• Extrait du document:

------------------------

Du scepticisme considéré comme un des beaux-arts
Entretien avec Alvaro Mutis,
par René Zahnd
Entraîné dans un jeu de piste qui paraît sans limites, le lecteur n’en finit pas de suivre Maqroll el Gaviero à travers les indices qu’en donne Alvaro Mutis. Héros romantique, navigateur pour des causes d’emblée perdues, arpenteur de la face cachée des horizons, bourlingueur qui joue à la marelle sur les méridiens et les parallèles, marin avec pour bagage l’érudition, figure errante sans retour possible, voyageur traquant l’incandescence de l’instant, solitaire et pourtant entouré d’amis: le «Gabier» est tout cela, et plus encore, car il ne se laisse pas emprisonner dans un filet de mots. Alvaro Mutis restitue ses aventures dans des récits au pouvoir envoûtant, dont chaque nouveau titre vient compléter le puzzle, dans un tourbillon d’espace et de temps. Mais, derrière les histoires et les situations, derrière la magie du verbe, se trouve pour l’écrivain et son double une manière d’appréhender le monde, une façon de composer avec ce cadeau redoutable: la vie.
– Quel rapport existe-t-il dans votre œuvre entre la poésie et les romans ?
– Je n’ ai jamais eu l’impression de franchir une frontière quand j’ai commencé à écrire de la prose. Pendant quarante ans, j’ai été un poète, enfin j’ai essayé d’être un poète. Et quand j’ai commencé à travailler dans le domaine de la prose, j’ai eu la sensation que je donnais à Maqroll, qui appartenait déjà à ma poésie, un espace plus vaste pour raconter ses expériences et sa vie. Mais tous les éléments essentiels de ma poésie se retrouvent dans mes narrations: une certaine désespérance, la conscience du pourrissement, de la destruction des êtres et des choses, et aussi de la nature même, qui est une problème qui me hante.

------------------------

[Extraits d'un jeu de données d'annotation par points]
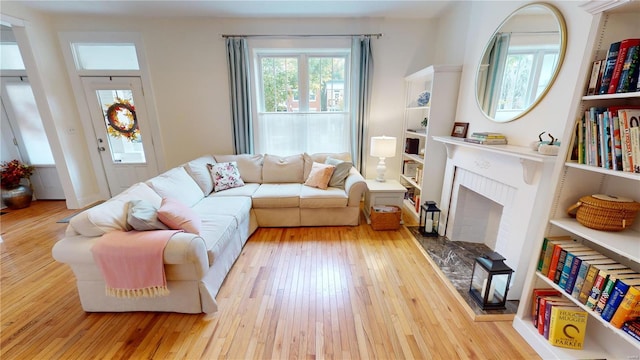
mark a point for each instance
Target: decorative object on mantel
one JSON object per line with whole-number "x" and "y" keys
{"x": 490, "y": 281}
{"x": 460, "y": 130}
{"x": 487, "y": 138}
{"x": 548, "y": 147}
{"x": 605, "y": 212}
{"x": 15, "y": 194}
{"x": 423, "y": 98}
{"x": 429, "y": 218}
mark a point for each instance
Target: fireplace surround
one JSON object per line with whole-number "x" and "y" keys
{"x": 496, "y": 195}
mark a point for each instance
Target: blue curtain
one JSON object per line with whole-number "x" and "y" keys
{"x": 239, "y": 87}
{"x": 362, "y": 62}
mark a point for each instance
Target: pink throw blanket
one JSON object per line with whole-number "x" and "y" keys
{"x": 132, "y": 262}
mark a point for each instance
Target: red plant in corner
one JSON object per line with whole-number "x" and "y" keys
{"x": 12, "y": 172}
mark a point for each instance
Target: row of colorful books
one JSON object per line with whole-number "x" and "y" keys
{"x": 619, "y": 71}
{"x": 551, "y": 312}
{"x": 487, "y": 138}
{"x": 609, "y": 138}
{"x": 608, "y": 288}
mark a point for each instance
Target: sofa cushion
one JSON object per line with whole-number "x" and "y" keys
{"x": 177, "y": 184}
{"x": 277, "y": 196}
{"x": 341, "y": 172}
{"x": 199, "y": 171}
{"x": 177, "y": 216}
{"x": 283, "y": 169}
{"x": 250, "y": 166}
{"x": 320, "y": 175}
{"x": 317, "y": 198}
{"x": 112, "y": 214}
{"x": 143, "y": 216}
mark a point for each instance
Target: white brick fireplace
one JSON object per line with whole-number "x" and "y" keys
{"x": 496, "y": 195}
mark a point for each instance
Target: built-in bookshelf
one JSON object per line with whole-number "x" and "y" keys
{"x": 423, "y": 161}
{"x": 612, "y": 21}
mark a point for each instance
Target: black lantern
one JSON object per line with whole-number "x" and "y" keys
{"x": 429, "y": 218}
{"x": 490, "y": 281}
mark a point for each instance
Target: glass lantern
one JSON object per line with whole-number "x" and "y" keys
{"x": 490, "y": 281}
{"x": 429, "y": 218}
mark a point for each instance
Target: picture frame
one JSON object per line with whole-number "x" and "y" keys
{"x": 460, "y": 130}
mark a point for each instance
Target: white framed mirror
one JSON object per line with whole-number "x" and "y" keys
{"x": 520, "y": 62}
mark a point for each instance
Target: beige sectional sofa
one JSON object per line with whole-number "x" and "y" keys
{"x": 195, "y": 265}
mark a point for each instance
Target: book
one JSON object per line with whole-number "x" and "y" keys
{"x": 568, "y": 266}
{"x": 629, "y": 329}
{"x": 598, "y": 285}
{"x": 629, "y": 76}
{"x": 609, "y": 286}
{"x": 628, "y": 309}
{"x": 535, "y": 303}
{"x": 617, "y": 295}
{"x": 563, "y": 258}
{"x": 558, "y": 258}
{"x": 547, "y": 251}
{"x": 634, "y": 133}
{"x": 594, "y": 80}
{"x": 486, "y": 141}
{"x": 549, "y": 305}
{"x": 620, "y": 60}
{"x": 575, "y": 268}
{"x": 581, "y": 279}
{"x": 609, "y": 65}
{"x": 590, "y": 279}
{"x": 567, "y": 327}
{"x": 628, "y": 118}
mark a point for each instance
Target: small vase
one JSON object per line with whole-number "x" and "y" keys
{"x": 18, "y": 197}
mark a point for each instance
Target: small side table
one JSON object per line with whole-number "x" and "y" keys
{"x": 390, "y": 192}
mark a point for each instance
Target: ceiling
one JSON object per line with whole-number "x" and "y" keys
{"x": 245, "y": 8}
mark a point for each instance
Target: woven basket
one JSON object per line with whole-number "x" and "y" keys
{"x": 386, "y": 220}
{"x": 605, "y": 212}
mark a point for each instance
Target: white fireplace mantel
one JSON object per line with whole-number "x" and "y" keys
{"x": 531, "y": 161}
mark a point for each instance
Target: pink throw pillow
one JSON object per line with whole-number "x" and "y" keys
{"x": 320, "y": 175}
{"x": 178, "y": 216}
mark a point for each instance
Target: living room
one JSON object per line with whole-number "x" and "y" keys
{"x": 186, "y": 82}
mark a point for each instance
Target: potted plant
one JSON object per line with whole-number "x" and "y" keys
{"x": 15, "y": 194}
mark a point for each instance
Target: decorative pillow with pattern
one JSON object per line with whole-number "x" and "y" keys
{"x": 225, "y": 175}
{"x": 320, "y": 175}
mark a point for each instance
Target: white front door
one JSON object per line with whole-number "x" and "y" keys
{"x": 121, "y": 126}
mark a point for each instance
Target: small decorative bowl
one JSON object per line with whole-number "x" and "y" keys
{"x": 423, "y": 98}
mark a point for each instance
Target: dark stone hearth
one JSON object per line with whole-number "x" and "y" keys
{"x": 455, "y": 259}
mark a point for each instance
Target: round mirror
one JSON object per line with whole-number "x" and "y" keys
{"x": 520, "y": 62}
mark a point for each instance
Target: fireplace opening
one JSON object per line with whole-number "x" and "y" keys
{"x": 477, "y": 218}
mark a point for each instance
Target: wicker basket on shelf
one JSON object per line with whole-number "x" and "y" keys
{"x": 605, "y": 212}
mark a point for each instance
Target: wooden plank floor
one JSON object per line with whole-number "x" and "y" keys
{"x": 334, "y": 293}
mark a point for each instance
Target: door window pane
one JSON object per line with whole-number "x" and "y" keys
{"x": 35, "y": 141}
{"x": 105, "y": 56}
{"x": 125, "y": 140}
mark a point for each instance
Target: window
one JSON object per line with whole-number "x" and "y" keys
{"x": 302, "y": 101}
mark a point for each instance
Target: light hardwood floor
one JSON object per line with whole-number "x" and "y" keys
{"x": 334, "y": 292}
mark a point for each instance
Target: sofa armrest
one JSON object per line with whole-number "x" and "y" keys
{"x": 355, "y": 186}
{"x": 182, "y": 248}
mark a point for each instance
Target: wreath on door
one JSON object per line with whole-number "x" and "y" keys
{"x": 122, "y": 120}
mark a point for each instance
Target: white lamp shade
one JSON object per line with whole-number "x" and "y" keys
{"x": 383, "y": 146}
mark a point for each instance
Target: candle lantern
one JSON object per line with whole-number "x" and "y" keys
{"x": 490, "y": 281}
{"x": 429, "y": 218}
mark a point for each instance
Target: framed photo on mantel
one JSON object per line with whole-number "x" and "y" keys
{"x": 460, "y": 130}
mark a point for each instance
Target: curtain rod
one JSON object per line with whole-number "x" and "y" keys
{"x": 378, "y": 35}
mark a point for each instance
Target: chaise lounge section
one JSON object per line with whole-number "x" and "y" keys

------------------------

• Travail à faire:
1: Dans l'entretien avec Alvaro Mutis, pendant combien de temps l'écrivain dit-il avoir été poète ?
2: Prolongez l'entretien avec Alvaro Mutis à partir de sa dernière phrase.
Les données ne sont pas nécessaires.

• Réponses dans l'ordre:
1: Pendant quarante ans.

2:
– Maqroll el Gaviero est né sous votre plume en 1946. Est- ce un personnage qui vieillit ?
– Il est très difficile ou d’un autre côté très facile, pour moi, d’expliquer son existence. Quand Maqroll a paru dans ma poésie, c’ était naturellement une sorte d’alter ego. A cette époque, je vivais un désespoir total qui, pour un homme de dix-huit ou dix-neuf ans, est ridicule si l’ on n’est pas Rimbaud. Alors j’ai appelé à mon aide ce personnage qui avait toute une expérience intérieure. C’est ainsi qu’ est né Maqroll. Mais, au fur et à mesure qu’ il apparaît dans mes romans, il s’enrichit d’un passé. Maintenant, c’ est une personne qui peut me harceler de manière inimaginable.
– D’avoir, pour un écrivain, un personnage de cette nature qui l’ accompagne et devient en quelque sorte son porte-parole, n’est-ce pas aussi une manière de se cacher ?
– Oui, de se cacher, ou de s’enrichir. Le moi de l’écrivain a toutes les limites que l’on connaît. Naturellement il y a le miracle extraordinaire de Proust, l’oeuvre de Céline. Mais cela ne me convient pas dans mon travail d’ écrivain, alors que si je laisse parler Maqroll, j’ ai l’ occasion d’élargir mon propos, de trouver des horizons plus vastes. Je ne me sens pas coincé par lui, tout au plus harcelé: il me fait changer des passages entiers.
– Mais la manière d’être de Maqroll, son scepticisme, son errance physique et métaphysique, est-ce aussi votre manière d’être ?
– Comme Maqroll, je crois qu’il n’y a rien à faire, que nous sommes perdus à partir de notre naissance, que tout effort est inutile mais qu’il faut tout de même le poursuivre, parce que cet effort est la seule raison de notre existence. Pourtant il faut savoir que c’est, quoi qu’on fasse, condamné à la vanité. C’est ce que je pense. En revanche, j’ai vécu en bon bourgeois. J’ai travaillé dans la publicité, dans les relations publiques, dans des activités tout à fait commerciales et légales, contrairement à Maqroll ! En fait, Maqroll va jusqu’au bout de sa philosophie, là où moi je n’ai pas le courage de m’aventurer. Je reste dans la position commode du type qui est sans espoir, sceptique, mais qui ne prend pas de risque. Maqroll, au contraire, estime que puisque la situation est ainsi, il faut prendre tous les risques.
– Ce qui est frappant, avec Maqroll, c’est qu’il n’y a pas de but à long terme. Le fait même de prendre un risque devient un but en soi.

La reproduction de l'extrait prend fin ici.